▶ **Problem details**: Quote each of the entries below word for word, but leave the pictures out of your answer.

[Boundary annotation entries]
▼

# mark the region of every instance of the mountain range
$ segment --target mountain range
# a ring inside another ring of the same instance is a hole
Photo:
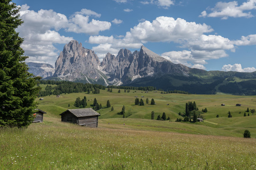
[[[174,64],[144,46],[133,52],[121,49],[116,56],[108,53],[100,62],[93,51],[72,40],[60,52],[54,74],[50,65],[27,64],[29,71],[46,79],[106,85],[154,86],[194,94],[256,94],[256,72],[207,71],[190,68]]]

▲

▶ **Answer**:
# mark the region of every instance of the mountain range
$ segment --target mountain range
# a ring inside another ring of the same instance is a hole
Photo:
[[[174,64],[144,46],[133,52],[121,49],[116,56],[108,53],[100,62],[93,51],[72,40],[60,52],[54,74],[50,65],[27,64],[29,71],[46,79],[106,85],[154,86],[194,94],[256,94],[256,72],[207,71],[190,68]]]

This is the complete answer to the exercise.